→ TASK STATEMENT:
Could you reproduce every one of the entries below word for word, keeping each line unchanged?

→ SUPPLIED RECORDS:
──────────────────────────────

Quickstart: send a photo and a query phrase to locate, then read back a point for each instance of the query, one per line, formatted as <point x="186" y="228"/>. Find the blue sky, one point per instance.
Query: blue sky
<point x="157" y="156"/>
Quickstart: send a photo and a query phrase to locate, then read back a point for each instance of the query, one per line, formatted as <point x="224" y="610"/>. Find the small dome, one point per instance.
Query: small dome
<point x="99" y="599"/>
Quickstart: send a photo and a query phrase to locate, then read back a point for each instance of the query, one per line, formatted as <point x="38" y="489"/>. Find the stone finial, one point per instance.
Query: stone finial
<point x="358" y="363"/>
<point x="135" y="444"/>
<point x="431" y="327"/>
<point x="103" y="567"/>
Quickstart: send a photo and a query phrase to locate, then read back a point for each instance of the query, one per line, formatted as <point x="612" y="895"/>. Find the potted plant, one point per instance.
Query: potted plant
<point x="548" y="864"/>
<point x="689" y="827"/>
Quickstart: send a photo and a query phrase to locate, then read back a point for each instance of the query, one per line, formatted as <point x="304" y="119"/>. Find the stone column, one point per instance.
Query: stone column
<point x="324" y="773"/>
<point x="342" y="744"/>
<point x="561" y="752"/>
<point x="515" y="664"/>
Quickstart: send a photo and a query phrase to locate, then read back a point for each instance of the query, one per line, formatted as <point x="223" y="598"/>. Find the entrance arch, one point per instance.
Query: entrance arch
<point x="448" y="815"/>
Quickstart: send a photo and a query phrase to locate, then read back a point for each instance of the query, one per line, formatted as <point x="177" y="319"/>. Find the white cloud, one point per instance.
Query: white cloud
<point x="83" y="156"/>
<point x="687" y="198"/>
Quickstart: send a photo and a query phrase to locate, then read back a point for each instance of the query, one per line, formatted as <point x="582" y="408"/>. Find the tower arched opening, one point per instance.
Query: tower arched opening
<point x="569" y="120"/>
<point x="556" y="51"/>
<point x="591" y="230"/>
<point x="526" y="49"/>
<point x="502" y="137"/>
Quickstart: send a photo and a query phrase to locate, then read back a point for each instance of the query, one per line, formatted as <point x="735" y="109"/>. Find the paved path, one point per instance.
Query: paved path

──────────────────────────────

→ THE SOLUTION:
Quickstart: send a photo and a query phrase to locate, then read back a point for each instance of the query, one per line, formatted as <point x="186" y="228"/>. Find the blue sky, one point per instance.
Query: blue sky
<point x="157" y="156"/>
Quickstart: send a photo and a query phrase to locate, then read back a point for each instance of the query, one per line, formatted as <point x="224" y="610"/>. Find the small dome, one point per instance.
Query: small dome
<point x="99" y="599"/>
Quickstart: send a photo and a query phrase to locate, then read back a point for each instance of the query, one per line, formatted as <point x="38" y="489"/>. Find the stone finial, one point per instance.
Query: stone finial
<point x="358" y="363"/>
<point x="135" y="444"/>
<point x="431" y="327"/>
<point x="103" y="567"/>
Quickstart: send a photo and a query phrase to locate, then read back a point for each instance of the query, one per line, formatted as <point x="612" y="895"/>. Find the potted plant, one point per instance.
Query: potted plant
<point x="548" y="864"/>
<point x="689" y="827"/>
Quickstart: send a photo and a query phrase to locate, then read back a point for each instance of the query, one per line, formatted as <point x="304" y="119"/>. Find the stone column, one point per instance.
Query: stone column
<point x="324" y="773"/>
<point x="342" y="744"/>
<point x="561" y="752"/>
<point x="515" y="664"/>
Quickstart: send a photo and a query phrase to locate, then read back a point for each instance of the query, one per line, formatted as <point x="223" y="598"/>. Find the entrance arch, one point per instance.
Query: entrance arch
<point x="448" y="815"/>
Quickstart: send a photo and a query phrase to locate, then read back a point for each instance of the query, one per line, formatted as <point x="177" y="319"/>. Find the white cloud, one point per instance.
Query: white cloud
<point x="83" y="156"/>
<point x="687" y="198"/>
Quickstart: send a photo and a query phrase to locate, then read back a point for each instance of the query, one per line, formatted as <point x="582" y="408"/>. Find the tower arched opening, one point per instance.
Query: tower arched opening
<point x="569" y="120"/>
<point x="556" y="51"/>
<point x="591" y="230"/>
<point x="526" y="49"/>
<point x="502" y="137"/>
Quickstart: send a photo and a query phrase to locate, then read back a point for each instance of the query, one per line, formatted as <point x="735" y="109"/>. Find the paved path, one point per instance.
Query: paved path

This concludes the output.